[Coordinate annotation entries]
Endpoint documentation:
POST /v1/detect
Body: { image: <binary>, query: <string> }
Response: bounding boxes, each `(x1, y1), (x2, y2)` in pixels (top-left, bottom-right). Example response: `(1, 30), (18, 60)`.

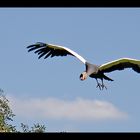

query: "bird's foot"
(96, 83), (107, 90)
(101, 84), (107, 90)
(96, 83), (103, 90)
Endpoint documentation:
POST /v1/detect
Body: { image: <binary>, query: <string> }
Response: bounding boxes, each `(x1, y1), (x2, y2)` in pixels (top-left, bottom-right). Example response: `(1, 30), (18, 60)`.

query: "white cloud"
(8, 96), (127, 121)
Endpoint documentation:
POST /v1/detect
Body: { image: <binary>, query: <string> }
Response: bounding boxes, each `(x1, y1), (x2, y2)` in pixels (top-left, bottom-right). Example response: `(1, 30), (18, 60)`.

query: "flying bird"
(27, 42), (140, 90)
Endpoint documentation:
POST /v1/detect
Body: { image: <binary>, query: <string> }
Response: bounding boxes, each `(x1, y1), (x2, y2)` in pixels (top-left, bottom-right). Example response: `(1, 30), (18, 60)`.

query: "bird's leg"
(101, 78), (107, 90)
(96, 78), (102, 90)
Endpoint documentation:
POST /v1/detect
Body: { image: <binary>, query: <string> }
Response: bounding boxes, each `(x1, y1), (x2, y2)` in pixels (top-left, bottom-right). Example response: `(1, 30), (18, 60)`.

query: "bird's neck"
(85, 62), (99, 76)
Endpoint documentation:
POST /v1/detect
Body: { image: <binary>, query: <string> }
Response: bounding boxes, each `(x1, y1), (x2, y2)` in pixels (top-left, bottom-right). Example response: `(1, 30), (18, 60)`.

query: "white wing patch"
(48, 44), (86, 64)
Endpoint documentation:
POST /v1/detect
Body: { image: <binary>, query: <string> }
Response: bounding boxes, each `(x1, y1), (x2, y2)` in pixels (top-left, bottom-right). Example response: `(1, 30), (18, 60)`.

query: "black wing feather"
(27, 42), (73, 59)
(99, 58), (140, 73)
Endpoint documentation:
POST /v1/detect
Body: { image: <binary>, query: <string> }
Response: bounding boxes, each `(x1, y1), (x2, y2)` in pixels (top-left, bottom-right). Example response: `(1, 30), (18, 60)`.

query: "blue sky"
(0, 8), (140, 132)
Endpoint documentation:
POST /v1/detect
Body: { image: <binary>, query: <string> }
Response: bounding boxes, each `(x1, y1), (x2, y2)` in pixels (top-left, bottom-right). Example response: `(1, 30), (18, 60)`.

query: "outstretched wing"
(27, 42), (86, 64)
(99, 58), (140, 73)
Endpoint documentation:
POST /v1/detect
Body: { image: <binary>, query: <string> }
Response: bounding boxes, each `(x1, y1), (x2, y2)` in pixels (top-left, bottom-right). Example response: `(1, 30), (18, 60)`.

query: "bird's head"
(80, 71), (87, 81)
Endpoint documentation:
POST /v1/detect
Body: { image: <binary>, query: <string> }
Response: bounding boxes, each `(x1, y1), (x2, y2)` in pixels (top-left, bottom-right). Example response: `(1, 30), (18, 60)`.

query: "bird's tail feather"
(103, 75), (114, 81)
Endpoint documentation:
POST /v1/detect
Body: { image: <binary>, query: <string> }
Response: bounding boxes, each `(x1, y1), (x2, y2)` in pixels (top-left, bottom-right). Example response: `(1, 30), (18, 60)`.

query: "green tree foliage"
(0, 89), (46, 133)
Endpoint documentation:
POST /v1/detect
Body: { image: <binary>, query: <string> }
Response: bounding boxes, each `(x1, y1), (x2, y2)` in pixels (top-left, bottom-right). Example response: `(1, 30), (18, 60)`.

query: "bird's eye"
(80, 74), (83, 78)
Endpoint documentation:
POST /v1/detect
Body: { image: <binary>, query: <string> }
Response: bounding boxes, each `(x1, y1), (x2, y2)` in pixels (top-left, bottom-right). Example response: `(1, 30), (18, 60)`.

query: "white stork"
(27, 42), (140, 90)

Your goal: Copy out all the records exactly, excluding pictures.

Solved problem:
Endpoint documentation:
POST /v1/detect
Body: { image: <binary>, query: <string> }
Response: bounding boxes, each `(x1, y1), (x2, y2)` in pixels (top-left, bottom-right). Example response: `(1, 30), (18, 60)`.


query: "bird's foot"
(96, 83), (107, 90)
(101, 84), (107, 90)
(96, 83), (103, 90)
Endpoint documentation:
POST /v1/detect
Body: { image: <binary>, query: <string> }
Response: bounding boxes, each `(x1, y1), (x2, y2)` in pixels (top-left, bottom-right). Example response: `(1, 30), (18, 60)`.

query: "white cloud"
(8, 96), (127, 121)
Endpoint documentation:
POST /v1/detect
Body: { image: <binary>, query: <string> }
Response: bounding boxes, each `(x1, y1), (x2, y2)` in pixels (top-left, bottom-right). Example response: `(1, 30), (18, 60)`.

query: "flying bird"
(27, 42), (140, 90)
Endpoint documentation:
POST /v1/detect
Body: { image: <binary>, query: <string> }
Response: bounding boxes, each `(x1, y1), (x2, y2)` in pixels (top-left, bottom-right). Example response: `(1, 30), (18, 60)`.

query: "bird's leg"
(101, 78), (107, 90)
(96, 78), (102, 90)
Endpoint documentation:
POST /v1/detect
Body: { image: <binary>, query: <string> }
Response: bounding boxes, each `(x1, y1), (x2, y2)` in pixels (top-left, bottom-right). Example response: `(1, 30), (18, 60)`.

query: "bird's neck"
(85, 62), (99, 76)
Endpoint documentation:
POST /v1/detect
Body: { image: <binary>, query: <string> }
Response: bounding boxes, each `(x1, y1), (x2, y2)` in pixels (top-left, bottom-right). Example response: `(1, 30), (18, 60)`.

query: "white wing patch"
(48, 44), (86, 64)
Endpoint documentation:
POST /v1/detect
Body: { image: <binary>, query: <string> }
Response: bounding boxes, each `(x1, y1), (x2, y2)` in pixels (top-left, bottom-right). Example response: `(1, 30), (18, 60)`.

query: "black wing feather"
(27, 42), (73, 59)
(99, 58), (140, 73)
Endpoint documentation:
POST /v1/detect
Body: { image: <binary>, query: <string> }
Response: bounding boxes, each `(x1, y1), (x2, y2)` in pixels (top-left, bottom-right). Example response: `(1, 30), (18, 60)`.

query: "blue sky"
(0, 8), (140, 132)
Endpoint documentation:
POST /v1/detect
Body: { image: <binary>, query: <string> }
Response: bounding boxes, each `(x1, y1), (x2, y2)` in pixels (top-left, bottom-right). Example response: `(1, 30), (18, 60)`.

query: "outstretched wing"
(27, 42), (86, 64)
(99, 58), (140, 73)
Endpoint documentation:
POST /v1/detect
Body: { image: <binary>, query: <string> }
Response: bounding boxes, each `(x1, y1), (x2, y2)` in pixels (top-left, bottom-right). Example response: `(1, 30), (18, 60)`.

query: "bird's head"
(80, 71), (87, 81)
Endpoint documentation:
POST /v1/detect
Body: { image: <binary>, query: <string> }
Response: bounding boxes, each `(x1, y1), (x2, y2)` in pixels (top-left, bottom-right). Example response: `(1, 30), (18, 60)`.

query: "bird's tail feather"
(103, 75), (114, 81)
Endpoint documentation:
POST /v1/detect
Body: { image: <binary>, query: <string> }
Response: bounding boxes, each `(x1, y1), (x2, y2)` in pixels (top-left, bottom-right). Example response: `(1, 30), (18, 60)`.

query: "green tree foliage"
(0, 89), (46, 133)
Endpoint documentation:
POST /v1/detect
Body: { image: <binary>, query: <string> }
Response: bounding boxes, each `(x1, y1), (x2, y2)` in pixels (top-left, bottom-right). Example response: `(1, 30), (18, 60)`.

query: "bird's eye"
(80, 74), (83, 78)
Endpoint documentation:
POST /v1/detect
Body: { image: <binary>, query: <string> }
Response: bounding boxes, each `(x1, y1), (x2, y2)` in pixels (top-left, bottom-right). Example response: `(1, 30), (18, 60)`.

query: "white stork"
(27, 42), (140, 90)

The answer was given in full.